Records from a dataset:
━━━━━━━━━━━━━━━━━━━━

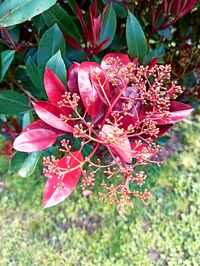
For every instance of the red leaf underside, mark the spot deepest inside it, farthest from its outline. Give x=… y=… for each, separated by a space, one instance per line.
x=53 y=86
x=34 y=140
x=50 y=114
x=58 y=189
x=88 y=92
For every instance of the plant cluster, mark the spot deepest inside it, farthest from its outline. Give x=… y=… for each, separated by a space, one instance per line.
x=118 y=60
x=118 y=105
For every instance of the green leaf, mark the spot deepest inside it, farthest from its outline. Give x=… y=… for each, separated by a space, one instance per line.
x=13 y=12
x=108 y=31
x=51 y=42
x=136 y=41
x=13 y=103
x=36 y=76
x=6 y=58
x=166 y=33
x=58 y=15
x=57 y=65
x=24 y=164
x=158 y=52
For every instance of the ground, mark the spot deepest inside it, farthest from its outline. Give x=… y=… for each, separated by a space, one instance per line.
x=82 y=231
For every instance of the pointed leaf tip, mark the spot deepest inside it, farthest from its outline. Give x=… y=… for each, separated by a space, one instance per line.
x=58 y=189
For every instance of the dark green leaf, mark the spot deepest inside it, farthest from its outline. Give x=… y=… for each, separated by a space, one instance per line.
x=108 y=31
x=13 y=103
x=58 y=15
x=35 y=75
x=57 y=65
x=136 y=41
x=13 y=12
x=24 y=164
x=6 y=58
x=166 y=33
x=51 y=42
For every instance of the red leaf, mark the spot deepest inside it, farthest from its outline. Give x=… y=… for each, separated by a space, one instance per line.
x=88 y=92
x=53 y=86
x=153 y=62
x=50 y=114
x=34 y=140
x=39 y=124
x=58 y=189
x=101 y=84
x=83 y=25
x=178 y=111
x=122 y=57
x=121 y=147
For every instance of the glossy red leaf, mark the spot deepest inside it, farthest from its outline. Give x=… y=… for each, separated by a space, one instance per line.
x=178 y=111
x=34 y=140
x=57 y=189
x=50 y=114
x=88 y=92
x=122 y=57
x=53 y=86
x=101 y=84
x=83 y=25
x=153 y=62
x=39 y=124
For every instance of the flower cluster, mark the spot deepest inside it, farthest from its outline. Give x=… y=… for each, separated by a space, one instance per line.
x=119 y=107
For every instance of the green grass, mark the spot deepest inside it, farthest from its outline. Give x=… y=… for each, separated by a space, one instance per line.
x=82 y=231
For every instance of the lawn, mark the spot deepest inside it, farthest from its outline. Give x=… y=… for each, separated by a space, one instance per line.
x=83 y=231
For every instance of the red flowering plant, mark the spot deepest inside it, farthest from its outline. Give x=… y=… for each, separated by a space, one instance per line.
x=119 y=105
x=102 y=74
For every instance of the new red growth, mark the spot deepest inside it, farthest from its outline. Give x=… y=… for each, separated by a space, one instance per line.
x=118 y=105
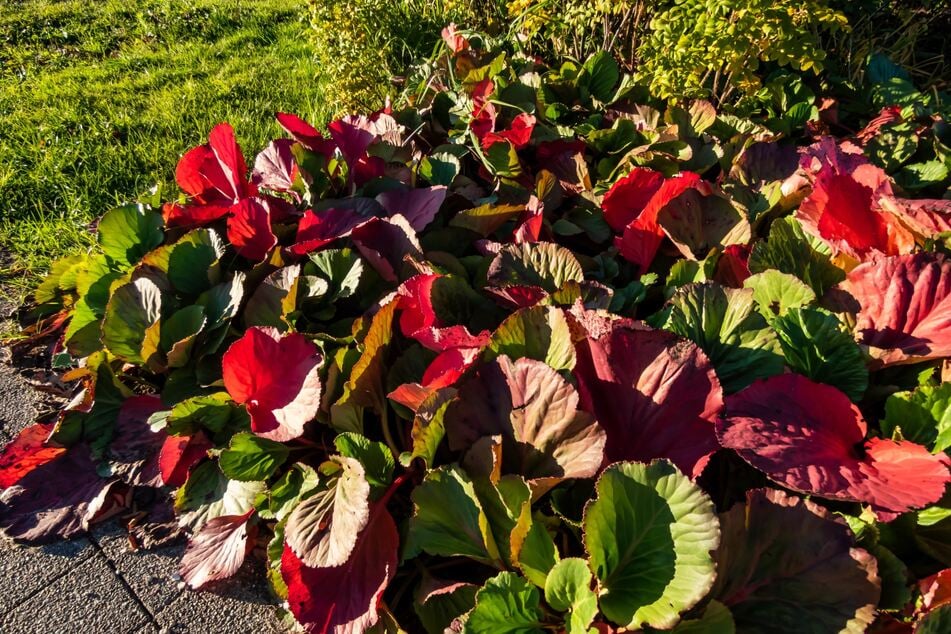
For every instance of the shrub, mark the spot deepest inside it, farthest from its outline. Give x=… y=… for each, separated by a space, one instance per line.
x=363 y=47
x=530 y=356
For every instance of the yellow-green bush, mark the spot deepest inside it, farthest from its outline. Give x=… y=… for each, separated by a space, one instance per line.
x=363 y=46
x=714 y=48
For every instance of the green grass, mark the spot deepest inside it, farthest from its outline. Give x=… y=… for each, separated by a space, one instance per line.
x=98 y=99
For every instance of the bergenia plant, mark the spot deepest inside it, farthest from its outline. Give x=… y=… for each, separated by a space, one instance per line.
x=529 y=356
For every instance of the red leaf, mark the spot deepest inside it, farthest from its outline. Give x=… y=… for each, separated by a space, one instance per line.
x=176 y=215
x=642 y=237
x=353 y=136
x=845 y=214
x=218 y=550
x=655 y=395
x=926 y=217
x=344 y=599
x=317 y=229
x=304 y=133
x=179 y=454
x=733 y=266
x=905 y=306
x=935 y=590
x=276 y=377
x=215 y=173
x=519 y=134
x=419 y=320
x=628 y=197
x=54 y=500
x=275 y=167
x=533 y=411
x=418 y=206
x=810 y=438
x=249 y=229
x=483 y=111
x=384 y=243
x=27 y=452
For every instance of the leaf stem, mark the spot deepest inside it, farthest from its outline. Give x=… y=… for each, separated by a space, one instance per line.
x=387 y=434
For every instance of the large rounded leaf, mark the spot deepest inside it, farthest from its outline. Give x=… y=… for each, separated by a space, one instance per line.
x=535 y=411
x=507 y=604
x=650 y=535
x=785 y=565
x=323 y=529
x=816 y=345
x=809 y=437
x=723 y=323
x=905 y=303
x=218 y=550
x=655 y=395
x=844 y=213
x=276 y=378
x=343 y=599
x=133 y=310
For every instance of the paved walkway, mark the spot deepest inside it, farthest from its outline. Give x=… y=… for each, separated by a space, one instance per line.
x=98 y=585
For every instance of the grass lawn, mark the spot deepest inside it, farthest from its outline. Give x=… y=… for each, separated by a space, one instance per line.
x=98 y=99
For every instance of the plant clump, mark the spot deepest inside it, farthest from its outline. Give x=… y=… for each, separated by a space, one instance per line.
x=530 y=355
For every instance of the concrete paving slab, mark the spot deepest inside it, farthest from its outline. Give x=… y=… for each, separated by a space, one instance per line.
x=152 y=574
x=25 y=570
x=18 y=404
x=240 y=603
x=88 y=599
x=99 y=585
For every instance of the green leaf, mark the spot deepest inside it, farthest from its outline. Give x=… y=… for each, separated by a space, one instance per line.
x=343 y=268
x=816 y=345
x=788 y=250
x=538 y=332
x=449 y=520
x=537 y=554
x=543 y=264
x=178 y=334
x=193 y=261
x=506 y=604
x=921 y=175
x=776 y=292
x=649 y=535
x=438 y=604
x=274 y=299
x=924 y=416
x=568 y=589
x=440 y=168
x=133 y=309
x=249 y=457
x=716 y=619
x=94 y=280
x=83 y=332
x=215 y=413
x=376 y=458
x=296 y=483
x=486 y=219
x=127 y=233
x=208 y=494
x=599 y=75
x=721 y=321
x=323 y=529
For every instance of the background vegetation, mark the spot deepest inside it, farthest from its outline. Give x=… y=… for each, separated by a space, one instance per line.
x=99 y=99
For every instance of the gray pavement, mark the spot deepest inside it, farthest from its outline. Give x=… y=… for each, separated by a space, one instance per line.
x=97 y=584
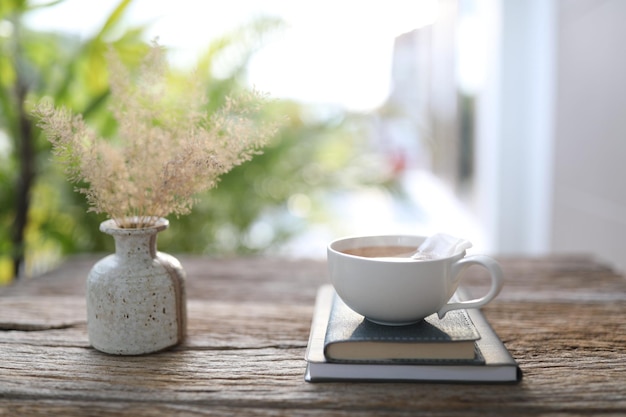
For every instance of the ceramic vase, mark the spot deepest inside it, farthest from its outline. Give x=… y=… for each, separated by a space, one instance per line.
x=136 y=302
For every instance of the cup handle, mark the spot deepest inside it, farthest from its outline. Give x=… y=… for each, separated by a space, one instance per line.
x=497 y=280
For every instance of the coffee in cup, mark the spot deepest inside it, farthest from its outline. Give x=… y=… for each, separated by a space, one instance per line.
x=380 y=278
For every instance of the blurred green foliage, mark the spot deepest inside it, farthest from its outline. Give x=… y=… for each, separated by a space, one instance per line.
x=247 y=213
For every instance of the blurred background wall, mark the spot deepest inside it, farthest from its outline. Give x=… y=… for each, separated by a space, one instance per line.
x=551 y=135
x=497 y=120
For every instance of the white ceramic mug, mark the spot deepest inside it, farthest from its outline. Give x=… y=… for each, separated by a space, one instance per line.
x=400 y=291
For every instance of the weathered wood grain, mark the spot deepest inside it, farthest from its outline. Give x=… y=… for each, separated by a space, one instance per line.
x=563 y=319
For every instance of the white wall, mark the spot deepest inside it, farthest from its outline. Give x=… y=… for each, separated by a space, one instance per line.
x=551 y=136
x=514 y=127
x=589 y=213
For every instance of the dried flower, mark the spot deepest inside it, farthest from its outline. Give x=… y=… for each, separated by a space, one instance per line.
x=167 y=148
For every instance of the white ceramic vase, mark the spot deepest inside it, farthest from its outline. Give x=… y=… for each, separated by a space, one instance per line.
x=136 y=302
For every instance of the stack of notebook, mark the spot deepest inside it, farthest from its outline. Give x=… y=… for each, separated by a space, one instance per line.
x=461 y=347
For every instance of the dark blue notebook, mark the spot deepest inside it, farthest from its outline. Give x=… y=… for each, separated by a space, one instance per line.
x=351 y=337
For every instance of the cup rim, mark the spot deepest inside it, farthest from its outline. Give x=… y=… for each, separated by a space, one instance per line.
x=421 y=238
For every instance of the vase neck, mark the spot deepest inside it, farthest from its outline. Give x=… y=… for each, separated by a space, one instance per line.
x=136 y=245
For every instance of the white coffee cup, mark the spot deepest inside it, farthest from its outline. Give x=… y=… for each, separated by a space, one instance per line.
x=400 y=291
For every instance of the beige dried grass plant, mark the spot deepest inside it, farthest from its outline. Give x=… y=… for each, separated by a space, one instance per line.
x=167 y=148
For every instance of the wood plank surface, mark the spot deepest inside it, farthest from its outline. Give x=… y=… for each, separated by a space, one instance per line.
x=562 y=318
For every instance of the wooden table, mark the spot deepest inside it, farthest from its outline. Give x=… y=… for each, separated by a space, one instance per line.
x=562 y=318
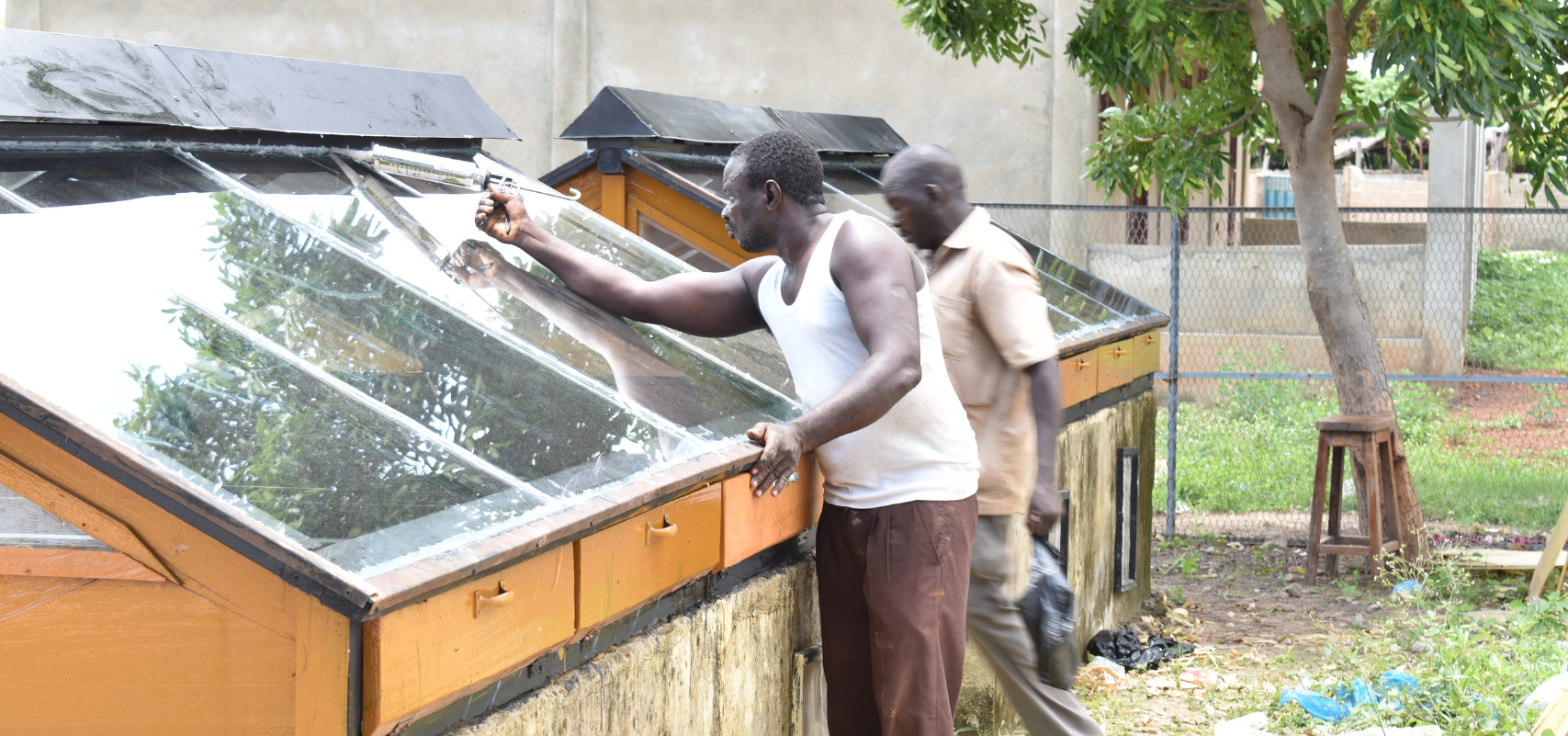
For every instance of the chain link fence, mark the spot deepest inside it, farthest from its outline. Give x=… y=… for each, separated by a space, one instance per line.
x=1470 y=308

━━━━━━━━━━━━━━━━━━━━

- [THE REQUEST]: Copy out the lines of the data above, unchanged, from the line with "For every instance of the white ceramic vase, mark" to the line with "x=461 y=347", including both of those lines.

- [FULL RESPONSE]:
For every instance of the white ceramic vase, mark the spot deepest inside it, farthest from its outline. Give x=… y=… for each, separated by a space, one instance per line.
x=136 y=302
For every instance of the stack of notebook, mark the spot deepest inside it, farthest from its outline. Give x=… y=… for each, separated by a space, one instance per line.
x=461 y=347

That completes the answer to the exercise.